- TEXT BLOCK:
==*==

I think the LA references may be a cover (all easily forged), and the Boston references are a private registry service (used for website domain registration). Could be anyone, but I believe they recorded in Tbilisi, Georgia. Good to be safe Vastman, I agree that there is already a vast amount of great stuff to work with, it's nice to disconnect for a time. Merry Christmas.


----------



## benmrx (Dec 17, 2016)

Call me green, but what's the risk of signing up for a newsletter with a dedicated 'spam email' account to be able to download this and check it out?


----------



## MChangoM (Dec 17, 2016)

benmrx said:


> Call me green, but what's the risk of signing up for a newsletter with a dedicated 'spam email' account to be able to download this and check it out?




The risk, very highly unlikely, is that, although none of files in the download are executables, there is some kind of vulnerability in Kontakt when the instrument or samples are loaded that cause something like a stack overflow to allow code within the downloaded files be executed. There could even be an exploit in the PDF documentation - a risk you run with any document you open in your reader. (Similar exploits carried in non-executables such as Word files have been largely eliminated). Just visiting a compromised web page (especially porn sites ) has risks. Macs are no longer safer than PCs if you are running a current version of Windows.

Caution is commendable, but we're all screwed. I downloaded this instrument without hesitation. Life is short!


----------



## mc_deli (Dec 17, 2016)

I strongly suggest @Hidden_Path gets in here and sets the record straight... and at the same time perhaps other users could hold off on the conspiracy theories... we could give the benefit of the doubt and wait for a reply...


----------



## ScarletJerry (Dec 17, 2016)

==*==

- DATA SHOWN:
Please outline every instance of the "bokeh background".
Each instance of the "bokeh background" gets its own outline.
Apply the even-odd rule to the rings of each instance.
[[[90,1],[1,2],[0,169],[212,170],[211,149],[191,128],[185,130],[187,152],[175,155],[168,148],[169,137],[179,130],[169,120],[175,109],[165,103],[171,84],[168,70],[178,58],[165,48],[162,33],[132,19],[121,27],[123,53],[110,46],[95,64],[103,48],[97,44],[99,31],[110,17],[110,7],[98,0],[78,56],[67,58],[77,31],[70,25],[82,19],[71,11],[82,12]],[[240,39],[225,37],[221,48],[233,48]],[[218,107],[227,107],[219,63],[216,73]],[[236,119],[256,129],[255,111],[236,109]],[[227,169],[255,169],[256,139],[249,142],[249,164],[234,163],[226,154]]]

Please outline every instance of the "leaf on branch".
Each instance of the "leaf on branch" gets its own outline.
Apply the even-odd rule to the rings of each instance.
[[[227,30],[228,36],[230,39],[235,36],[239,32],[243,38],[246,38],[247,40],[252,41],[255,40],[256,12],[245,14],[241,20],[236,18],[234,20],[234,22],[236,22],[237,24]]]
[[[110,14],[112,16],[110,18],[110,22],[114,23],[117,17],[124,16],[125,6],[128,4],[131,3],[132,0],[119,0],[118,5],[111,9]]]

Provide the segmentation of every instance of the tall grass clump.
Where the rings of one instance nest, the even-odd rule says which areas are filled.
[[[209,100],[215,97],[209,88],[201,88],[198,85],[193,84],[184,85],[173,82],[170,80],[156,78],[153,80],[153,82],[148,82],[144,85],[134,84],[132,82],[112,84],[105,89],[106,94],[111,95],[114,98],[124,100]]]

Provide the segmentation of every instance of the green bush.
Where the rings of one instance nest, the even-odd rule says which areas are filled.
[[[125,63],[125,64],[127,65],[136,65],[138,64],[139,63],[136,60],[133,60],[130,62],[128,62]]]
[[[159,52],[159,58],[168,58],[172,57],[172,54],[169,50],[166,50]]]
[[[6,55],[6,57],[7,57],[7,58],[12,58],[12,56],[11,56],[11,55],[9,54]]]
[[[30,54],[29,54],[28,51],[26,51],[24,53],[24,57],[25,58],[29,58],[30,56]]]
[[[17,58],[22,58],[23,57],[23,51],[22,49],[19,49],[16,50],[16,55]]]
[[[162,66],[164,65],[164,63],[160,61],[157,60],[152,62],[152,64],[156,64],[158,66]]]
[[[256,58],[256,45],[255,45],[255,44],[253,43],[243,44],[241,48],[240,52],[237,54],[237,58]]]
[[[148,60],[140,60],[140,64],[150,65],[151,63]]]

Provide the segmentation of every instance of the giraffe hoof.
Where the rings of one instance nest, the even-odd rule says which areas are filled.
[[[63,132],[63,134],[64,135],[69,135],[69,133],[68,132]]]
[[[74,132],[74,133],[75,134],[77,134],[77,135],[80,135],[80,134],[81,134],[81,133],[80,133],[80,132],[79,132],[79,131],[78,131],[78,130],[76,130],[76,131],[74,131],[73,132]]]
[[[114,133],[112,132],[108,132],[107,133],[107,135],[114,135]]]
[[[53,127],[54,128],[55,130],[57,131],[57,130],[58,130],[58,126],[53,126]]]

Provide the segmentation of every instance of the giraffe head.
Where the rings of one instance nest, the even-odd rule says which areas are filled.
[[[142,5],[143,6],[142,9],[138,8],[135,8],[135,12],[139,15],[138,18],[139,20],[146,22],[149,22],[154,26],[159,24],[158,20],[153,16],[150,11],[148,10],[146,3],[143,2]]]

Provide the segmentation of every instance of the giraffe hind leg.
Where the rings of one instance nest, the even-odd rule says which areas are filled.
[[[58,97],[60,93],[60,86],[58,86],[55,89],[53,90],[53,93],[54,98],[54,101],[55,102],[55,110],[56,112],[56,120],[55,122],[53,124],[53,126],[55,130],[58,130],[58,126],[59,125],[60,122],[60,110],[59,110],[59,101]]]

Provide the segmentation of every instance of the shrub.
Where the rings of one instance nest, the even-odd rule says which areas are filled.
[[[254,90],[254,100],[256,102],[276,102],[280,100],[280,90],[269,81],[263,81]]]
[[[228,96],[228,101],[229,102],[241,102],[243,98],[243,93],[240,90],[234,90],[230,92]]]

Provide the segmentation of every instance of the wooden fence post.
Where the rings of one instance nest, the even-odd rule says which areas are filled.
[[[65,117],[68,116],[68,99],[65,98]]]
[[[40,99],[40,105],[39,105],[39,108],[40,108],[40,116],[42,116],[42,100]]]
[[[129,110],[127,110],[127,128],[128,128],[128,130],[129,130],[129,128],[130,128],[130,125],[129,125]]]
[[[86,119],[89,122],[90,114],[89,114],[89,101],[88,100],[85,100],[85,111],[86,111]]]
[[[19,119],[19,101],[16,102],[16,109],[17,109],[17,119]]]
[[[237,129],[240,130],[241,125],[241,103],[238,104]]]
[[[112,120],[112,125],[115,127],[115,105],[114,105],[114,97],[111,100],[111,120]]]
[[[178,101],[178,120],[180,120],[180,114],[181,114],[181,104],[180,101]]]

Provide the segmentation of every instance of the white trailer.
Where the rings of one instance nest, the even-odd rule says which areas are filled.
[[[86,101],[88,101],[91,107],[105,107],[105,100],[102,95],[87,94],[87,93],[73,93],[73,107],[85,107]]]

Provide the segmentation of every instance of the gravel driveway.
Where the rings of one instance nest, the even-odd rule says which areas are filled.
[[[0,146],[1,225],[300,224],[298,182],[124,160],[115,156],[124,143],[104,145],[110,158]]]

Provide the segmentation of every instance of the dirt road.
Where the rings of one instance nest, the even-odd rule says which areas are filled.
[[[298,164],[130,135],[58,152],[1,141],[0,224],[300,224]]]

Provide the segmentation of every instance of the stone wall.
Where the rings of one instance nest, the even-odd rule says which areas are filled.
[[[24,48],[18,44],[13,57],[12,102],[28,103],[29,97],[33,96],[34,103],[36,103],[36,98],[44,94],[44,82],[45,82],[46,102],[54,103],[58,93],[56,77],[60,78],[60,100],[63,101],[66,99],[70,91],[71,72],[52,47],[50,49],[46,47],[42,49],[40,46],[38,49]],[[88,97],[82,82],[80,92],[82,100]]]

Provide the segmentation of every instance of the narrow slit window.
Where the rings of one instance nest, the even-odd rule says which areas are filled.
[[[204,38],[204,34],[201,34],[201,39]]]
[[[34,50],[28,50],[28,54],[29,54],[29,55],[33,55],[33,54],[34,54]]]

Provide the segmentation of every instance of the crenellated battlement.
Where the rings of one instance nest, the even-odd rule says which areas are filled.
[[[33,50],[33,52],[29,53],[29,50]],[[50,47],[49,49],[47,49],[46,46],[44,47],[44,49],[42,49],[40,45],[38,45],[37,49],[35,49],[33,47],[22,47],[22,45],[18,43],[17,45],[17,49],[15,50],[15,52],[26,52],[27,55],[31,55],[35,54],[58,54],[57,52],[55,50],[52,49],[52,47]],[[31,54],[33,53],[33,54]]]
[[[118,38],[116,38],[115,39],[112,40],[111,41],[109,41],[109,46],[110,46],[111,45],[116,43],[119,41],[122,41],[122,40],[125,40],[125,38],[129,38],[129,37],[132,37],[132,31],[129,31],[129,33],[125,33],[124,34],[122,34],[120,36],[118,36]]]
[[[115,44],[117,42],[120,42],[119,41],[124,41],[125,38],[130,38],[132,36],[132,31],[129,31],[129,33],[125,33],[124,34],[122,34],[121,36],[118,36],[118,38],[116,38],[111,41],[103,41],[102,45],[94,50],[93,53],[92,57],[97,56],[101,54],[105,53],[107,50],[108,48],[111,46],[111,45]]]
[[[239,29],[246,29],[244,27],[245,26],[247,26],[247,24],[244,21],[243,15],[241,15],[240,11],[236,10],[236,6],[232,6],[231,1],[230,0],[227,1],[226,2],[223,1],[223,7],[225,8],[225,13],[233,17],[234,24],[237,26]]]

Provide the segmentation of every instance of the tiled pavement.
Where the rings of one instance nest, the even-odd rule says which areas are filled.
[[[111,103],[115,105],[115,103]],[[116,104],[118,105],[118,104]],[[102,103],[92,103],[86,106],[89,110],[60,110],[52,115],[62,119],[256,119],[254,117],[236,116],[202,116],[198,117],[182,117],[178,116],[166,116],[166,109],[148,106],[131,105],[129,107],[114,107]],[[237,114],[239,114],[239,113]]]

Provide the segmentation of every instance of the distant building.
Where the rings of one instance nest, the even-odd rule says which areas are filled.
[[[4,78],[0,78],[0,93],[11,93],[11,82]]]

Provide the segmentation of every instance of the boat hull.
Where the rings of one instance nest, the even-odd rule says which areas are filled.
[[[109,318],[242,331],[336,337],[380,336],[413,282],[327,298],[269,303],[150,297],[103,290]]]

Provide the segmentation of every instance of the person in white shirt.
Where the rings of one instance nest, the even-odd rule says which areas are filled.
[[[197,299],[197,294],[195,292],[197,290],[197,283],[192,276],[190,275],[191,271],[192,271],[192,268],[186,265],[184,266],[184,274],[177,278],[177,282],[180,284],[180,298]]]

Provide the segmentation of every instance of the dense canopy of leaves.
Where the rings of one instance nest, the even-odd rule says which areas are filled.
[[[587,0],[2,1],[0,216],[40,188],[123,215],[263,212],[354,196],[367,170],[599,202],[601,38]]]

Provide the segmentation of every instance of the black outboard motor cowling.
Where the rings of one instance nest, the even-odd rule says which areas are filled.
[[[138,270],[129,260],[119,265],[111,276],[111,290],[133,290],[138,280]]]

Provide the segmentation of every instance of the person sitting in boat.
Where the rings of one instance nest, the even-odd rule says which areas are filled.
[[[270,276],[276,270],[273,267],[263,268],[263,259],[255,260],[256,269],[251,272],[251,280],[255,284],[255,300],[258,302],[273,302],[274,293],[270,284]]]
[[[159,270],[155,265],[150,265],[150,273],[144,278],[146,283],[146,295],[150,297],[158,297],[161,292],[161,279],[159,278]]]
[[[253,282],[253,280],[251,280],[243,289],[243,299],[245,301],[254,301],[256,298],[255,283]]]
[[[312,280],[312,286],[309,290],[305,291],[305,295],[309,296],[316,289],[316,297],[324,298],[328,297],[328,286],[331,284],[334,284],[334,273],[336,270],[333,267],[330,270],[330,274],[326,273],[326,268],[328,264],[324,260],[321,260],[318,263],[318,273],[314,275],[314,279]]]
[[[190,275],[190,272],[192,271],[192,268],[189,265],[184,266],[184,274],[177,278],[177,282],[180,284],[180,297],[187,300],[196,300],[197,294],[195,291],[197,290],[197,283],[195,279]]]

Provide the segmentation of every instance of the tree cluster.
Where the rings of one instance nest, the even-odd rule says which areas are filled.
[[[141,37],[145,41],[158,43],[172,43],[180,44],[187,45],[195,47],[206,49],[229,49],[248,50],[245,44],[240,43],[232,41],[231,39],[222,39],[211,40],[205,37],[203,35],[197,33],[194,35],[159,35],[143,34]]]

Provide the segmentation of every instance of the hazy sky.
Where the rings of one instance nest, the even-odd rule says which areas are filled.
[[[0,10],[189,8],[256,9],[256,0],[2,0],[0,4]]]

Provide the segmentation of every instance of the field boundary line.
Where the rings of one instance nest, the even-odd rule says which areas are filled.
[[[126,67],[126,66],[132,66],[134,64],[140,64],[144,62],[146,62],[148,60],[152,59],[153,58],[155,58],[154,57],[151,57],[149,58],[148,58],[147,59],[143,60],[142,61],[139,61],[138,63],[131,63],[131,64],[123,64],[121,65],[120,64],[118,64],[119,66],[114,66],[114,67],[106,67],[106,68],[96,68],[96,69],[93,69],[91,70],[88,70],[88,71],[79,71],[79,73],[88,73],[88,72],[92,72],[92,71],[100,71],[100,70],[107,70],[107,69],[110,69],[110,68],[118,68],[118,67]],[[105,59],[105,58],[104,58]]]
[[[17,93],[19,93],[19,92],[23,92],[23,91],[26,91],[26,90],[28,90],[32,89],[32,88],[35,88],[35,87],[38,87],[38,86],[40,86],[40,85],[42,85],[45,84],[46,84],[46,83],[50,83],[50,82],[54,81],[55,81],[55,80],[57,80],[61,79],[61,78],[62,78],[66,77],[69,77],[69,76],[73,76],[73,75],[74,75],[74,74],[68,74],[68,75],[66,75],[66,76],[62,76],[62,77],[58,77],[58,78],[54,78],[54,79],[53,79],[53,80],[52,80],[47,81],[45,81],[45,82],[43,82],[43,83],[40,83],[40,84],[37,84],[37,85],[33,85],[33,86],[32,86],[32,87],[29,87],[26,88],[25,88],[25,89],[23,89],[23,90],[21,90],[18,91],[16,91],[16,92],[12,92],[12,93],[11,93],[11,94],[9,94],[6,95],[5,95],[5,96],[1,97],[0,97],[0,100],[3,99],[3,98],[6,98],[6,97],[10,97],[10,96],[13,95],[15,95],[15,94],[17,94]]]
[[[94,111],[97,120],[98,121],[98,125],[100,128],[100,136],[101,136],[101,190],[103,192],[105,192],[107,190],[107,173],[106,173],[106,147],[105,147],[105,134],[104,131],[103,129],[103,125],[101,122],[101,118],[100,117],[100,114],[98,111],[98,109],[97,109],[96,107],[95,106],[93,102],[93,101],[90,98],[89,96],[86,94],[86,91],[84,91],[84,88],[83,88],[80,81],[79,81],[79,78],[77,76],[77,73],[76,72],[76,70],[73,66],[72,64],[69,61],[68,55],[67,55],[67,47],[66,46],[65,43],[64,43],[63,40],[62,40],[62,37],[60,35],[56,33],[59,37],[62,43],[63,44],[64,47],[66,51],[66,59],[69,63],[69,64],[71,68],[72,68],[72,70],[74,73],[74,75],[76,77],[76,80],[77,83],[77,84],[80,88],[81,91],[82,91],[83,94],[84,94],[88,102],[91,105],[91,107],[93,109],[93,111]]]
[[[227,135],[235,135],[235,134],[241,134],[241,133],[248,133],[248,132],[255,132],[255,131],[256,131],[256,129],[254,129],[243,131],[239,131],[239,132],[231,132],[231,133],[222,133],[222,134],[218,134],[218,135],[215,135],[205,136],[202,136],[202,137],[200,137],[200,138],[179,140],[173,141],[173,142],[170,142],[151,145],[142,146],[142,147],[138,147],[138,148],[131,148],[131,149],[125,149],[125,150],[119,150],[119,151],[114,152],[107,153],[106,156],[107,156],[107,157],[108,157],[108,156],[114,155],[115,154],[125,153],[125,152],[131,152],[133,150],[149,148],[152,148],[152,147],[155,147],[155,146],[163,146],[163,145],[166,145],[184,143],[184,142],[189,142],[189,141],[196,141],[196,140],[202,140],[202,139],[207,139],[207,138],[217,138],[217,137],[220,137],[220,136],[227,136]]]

==*==

- TASKS:
1. According to the forum thread, where does the first poster believe the recordings were made?
2. From the entries, extract the lines verbatim: begin at the line containing "Provide the segmentation of every instance of the hazy" and stop after the line containing "[[[0,10],[189,8],[256,9],[256,0],[2,0],[0,4]]]".
The forum thread and the entries were taken from unrelated sources.

- EXPECTED OUTPUTS:
1. Tbilisi, Georgia.

2.
Provide the segmentation of every instance of the hazy sky.
Where the rings of one instance nest, the even-odd rule says which areas are filled.
[[[0,10],[189,8],[256,9],[256,0],[2,0],[0,4]]]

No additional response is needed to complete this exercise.